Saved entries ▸
-----
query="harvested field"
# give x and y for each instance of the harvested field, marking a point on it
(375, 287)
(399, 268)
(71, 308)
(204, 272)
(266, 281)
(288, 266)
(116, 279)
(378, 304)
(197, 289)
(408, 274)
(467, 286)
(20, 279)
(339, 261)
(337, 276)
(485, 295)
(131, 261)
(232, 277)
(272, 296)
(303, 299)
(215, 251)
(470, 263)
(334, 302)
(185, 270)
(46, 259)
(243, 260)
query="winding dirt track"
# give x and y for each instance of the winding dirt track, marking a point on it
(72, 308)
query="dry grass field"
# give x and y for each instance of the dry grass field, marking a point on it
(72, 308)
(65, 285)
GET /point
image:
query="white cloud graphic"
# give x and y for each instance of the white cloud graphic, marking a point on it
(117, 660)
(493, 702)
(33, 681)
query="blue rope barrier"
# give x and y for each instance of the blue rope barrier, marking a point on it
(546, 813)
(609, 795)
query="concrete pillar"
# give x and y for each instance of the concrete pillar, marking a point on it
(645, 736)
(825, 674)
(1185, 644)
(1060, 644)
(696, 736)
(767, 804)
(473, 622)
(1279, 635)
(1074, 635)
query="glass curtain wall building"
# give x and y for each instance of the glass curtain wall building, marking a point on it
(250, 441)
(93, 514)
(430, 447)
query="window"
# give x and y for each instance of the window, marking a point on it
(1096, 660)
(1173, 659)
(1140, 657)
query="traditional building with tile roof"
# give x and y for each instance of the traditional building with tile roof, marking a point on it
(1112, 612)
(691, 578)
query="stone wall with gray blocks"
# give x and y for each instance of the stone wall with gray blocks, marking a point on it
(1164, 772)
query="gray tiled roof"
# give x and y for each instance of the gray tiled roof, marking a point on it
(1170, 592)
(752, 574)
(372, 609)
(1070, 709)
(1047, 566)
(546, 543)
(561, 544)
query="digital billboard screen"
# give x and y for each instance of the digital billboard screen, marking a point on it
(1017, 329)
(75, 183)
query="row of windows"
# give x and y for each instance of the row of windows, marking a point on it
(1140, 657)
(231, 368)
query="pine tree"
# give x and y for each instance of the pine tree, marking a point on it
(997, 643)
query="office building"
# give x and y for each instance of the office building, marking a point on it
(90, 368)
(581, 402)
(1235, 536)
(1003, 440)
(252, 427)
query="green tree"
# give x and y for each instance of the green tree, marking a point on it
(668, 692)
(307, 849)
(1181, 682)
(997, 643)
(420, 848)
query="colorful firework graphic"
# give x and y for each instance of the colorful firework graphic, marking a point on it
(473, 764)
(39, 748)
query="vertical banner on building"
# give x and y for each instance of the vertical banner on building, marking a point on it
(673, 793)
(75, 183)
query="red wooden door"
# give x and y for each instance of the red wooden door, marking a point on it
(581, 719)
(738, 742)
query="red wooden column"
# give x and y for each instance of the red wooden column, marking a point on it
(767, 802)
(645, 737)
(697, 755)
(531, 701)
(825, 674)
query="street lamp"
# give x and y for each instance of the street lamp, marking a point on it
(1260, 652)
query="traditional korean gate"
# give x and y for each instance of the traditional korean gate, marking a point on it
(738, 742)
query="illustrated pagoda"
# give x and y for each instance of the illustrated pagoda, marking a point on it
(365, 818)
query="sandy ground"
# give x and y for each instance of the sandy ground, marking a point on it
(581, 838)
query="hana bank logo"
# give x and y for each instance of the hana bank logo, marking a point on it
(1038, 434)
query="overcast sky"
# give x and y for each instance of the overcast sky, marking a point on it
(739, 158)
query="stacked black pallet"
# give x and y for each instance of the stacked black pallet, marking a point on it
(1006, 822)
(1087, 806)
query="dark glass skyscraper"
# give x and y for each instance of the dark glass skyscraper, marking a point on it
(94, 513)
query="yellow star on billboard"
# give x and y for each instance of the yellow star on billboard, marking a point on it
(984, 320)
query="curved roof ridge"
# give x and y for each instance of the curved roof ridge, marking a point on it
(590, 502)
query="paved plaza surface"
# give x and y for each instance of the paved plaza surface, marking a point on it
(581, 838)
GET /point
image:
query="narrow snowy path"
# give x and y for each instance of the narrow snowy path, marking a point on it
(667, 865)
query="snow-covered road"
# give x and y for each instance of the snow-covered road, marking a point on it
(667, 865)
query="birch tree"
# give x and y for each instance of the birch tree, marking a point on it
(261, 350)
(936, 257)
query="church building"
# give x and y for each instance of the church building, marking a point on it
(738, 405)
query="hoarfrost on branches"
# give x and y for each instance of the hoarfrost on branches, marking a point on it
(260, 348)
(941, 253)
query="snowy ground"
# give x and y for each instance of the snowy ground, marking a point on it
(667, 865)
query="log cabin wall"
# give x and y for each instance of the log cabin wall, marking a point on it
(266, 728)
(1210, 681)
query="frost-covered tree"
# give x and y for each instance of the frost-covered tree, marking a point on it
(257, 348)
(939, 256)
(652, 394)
-----
EXERCISE BRIEF ▸
All the entries above need to be reproduced exactly.

FINAL ANSWER ▸
query="harvested field"
# give x and y for each instance of the harvested field, marking a point on it
(375, 287)
(399, 268)
(71, 308)
(204, 272)
(266, 281)
(288, 266)
(116, 279)
(378, 304)
(197, 289)
(408, 274)
(467, 286)
(20, 279)
(339, 261)
(337, 276)
(485, 295)
(131, 261)
(232, 277)
(272, 296)
(303, 299)
(215, 251)
(470, 263)
(334, 302)
(185, 270)
(46, 259)
(243, 260)
query="winding dirt track"
# give x and y for each instance of the winding dirt track, marking a point on it
(72, 308)
query="dry grass field"
# give x and y for each instance of the dry grass field, marking a point on it
(72, 308)
(65, 285)
GET /point
image:
query="white cloud graphic"
# give x and y for each instance of the white cloud graphic, marking a point on it
(117, 660)
(493, 702)
(33, 681)
query="blue rope barrier"
# give x and y for each instance of the blue rope barrier, marking a point on it
(546, 813)
(609, 795)
query="concrete pillar"
# give x and y for each instance of the concrete pillar, marking a point on it
(645, 736)
(825, 674)
(1185, 644)
(1060, 644)
(696, 736)
(767, 804)
(473, 622)
(1279, 635)
(1074, 635)
query="glass curtain wall building"
# give x and y for each instance of the glass curtain wall building, marking a point on it
(250, 441)
(93, 514)
(430, 447)
query="window"
# give x and y for each instance of the window, marking a point on it
(1096, 660)
(1173, 659)
(1140, 657)
query="traditional building with tile roof"
# give x and y for each instance of the traditional building with tile roof, marking a point on it
(1112, 612)
(691, 578)
query="stone wall with gray blocks"
# give x and y for each instance of the stone wall with gray blocks, marking a point on it
(1164, 772)
query="gray tiled roof"
# give x and y for each instance of the gray tiled roof, marking a point on it
(1170, 592)
(752, 574)
(372, 609)
(1070, 709)
(1047, 566)
(546, 543)
(561, 544)
query="digital billboard screen"
# give x and y for each instance of the digital billboard screen, marking a point on it
(1017, 329)
(75, 183)
query="row of windows"
# give x and y for each instance of the row of windows, marking a point on it
(1140, 657)
(231, 368)
query="pine tree"
# give x and y for each instance of the pine tree, marking a point on it
(997, 643)
query="office building"
# give x and y for each instance of the office building, marking a point on it
(90, 368)
(581, 402)
(1235, 536)
(1003, 440)
(252, 427)
query="green tree"
# give x and y for each instance of the green tree, marking a point on it
(668, 692)
(307, 849)
(1181, 682)
(997, 643)
(420, 848)
query="colorful firework graphic"
# give x and y for each instance of the colorful firework graphic, marking a point on it
(473, 764)
(39, 748)
query="vertical banner on building"
# give x and y for each instance of the vertical banner on building, marking a point on it
(673, 793)
(75, 183)
query="red wooden door"
# give x and y for each instance of the red wooden door, marking a point on it
(581, 719)
(738, 742)
query="red wooden column"
# give x and y for each instance of the red wooden column, marking a point on it
(767, 802)
(645, 737)
(697, 755)
(531, 701)
(825, 674)
query="street lamp"
# give x and y for each instance of the street lamp, marking a point on it
(1260, 652)
query="traditional korean gate"
# give x and y for each instance of the traditional korean gate, marking a point on it
(738, 742)
query="illustrated pagoda"
# give x and y for each instance of the illustrated pagoda, marking a point on it
(365, 818)
query="sandy ground"
# give x and y for each instance of the sandy ground, marking a point on it
(581, 838)
query="hana bank logo"
# give x and y for each instance of the hana bank logo, marking a point on it
(1038, 434)
query="overcast sky"
# give x and y for each instance of the overcast sky, marking a point on it
(739, 158)
query="stacked black pallet"
# give x and y for each instance of the stacked black pallet, marking a point on it
(1006, 822)
(1087, 806)
query="dark glass skyscraper"
# give x and y for each instance of the dark glass skyscraper, marking a point on it
(94, 513)
query="yellow star on billboard"
# give x and y for each instance of the yellow star on billboard, marking a point on it
(984, 320)
query="curved roof ridge"
# give x and y for each instance of the curved roof ridge, marking a point on it
(590, 502)
query="paved plaza surface"
# give x and y for each instance of the paved plaza surface, marking a point on it
(581, 838)
GET /point
image:
query="narrow snowy path"
# give x and y for each instance of the narrow snowy path, marking a point on it
(667, 865)
query="snow-covered road"
# give x and y for each instance of the snow-covered road, marking a point on it
(667, 865)
query="birch tree"
# give x and y for each instance of the birch tree, marking a point on it
(261, 350)
(936, 257)
query="church building"
# give x and y for each instance of the church building, marking a point on it
(738, 405)
query="hoarfrost on branches"
# give x and y for each instance of the hoarfrost on branches, marking a point on it
(260, 348)
(941, 253)
query="snowy ground"
# give x and y for each instance of the snowy ground, marking a point on it
(667, 865)
query="log cabin wall"
# give x and y for each instance of the log cabin wall, marking a point on it
(266, 728)
(1210, 681)
query="frost-covered tree"
# give x and y for each instance of the frost-covered tree, marking a point on it
(257, 348)
(939, 256)
(652, 394)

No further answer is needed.